■ The request:
How many lines in the listing below contain the string "outcrop"? Reply with the tally alone.

■ Rows:
######

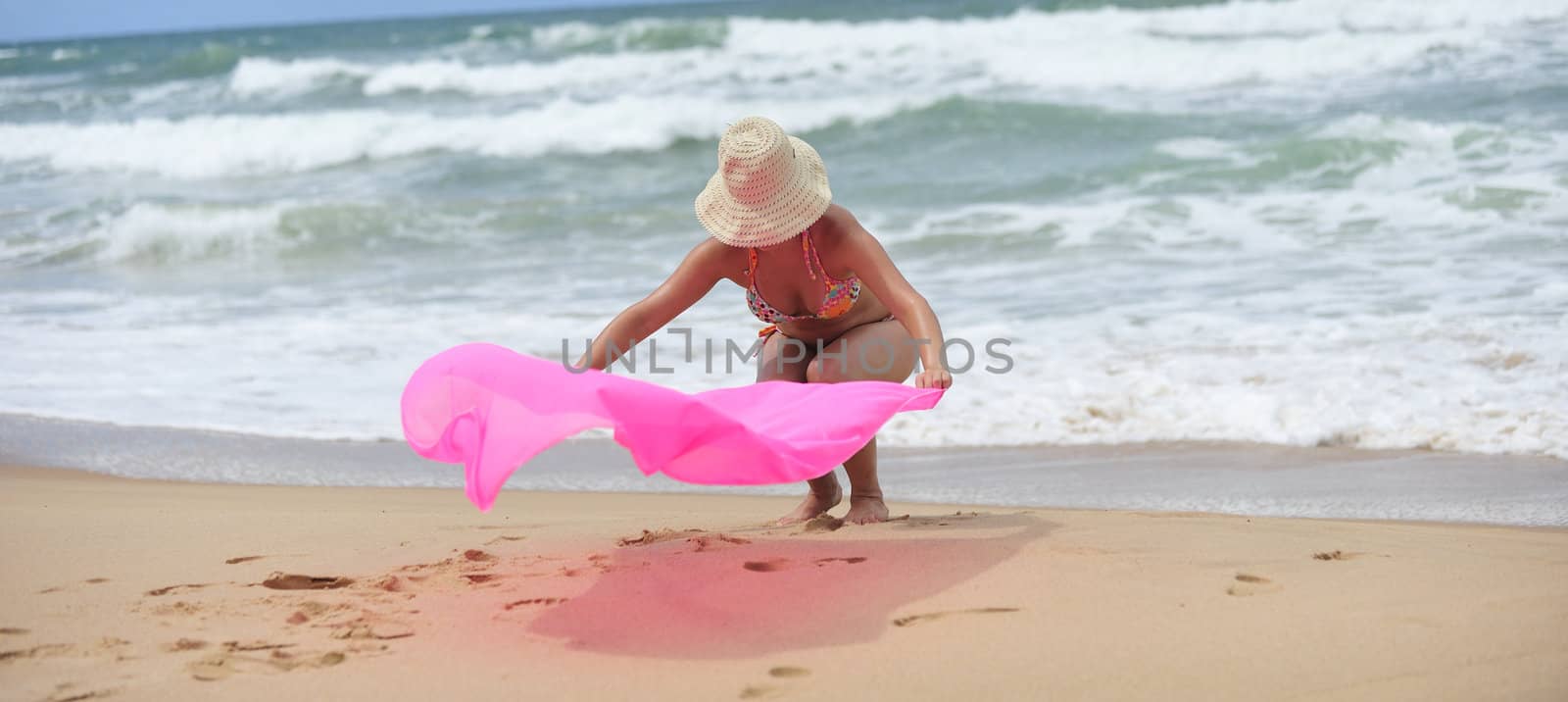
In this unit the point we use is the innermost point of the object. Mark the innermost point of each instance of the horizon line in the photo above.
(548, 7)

######

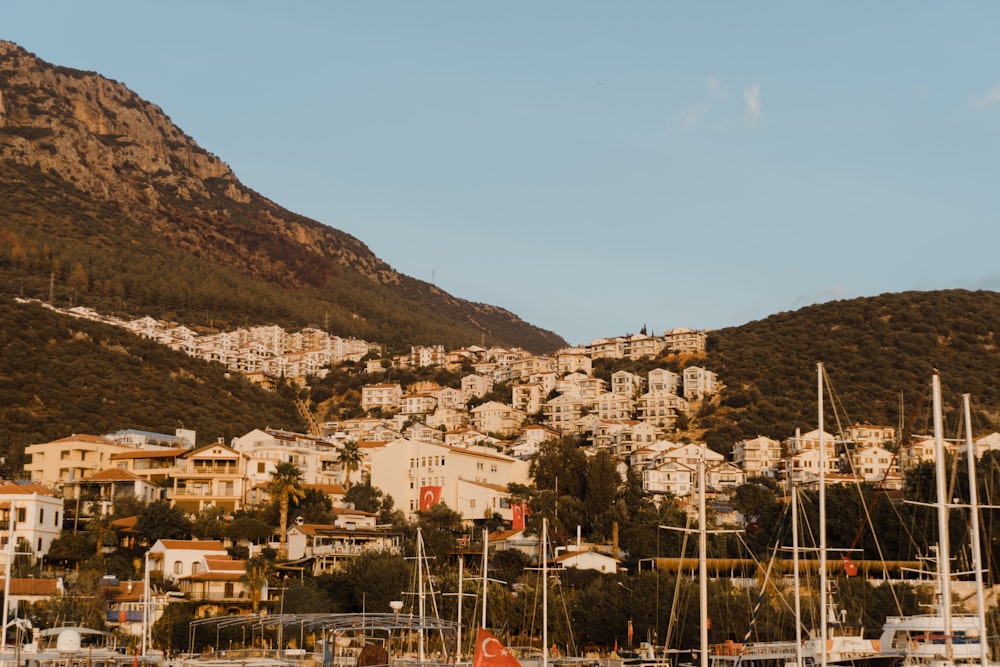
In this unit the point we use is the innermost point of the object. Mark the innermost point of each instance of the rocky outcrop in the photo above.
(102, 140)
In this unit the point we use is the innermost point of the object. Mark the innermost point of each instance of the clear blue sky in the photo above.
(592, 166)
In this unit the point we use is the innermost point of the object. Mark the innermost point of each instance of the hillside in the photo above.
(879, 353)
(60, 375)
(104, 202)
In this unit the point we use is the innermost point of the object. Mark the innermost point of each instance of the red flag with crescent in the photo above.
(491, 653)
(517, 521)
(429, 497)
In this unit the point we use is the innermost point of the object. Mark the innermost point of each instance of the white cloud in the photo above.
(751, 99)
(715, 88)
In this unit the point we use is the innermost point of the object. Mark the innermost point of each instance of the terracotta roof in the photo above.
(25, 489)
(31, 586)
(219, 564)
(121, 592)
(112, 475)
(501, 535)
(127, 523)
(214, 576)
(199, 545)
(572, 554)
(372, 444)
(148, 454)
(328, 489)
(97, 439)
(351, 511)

######

■ Completed task:
1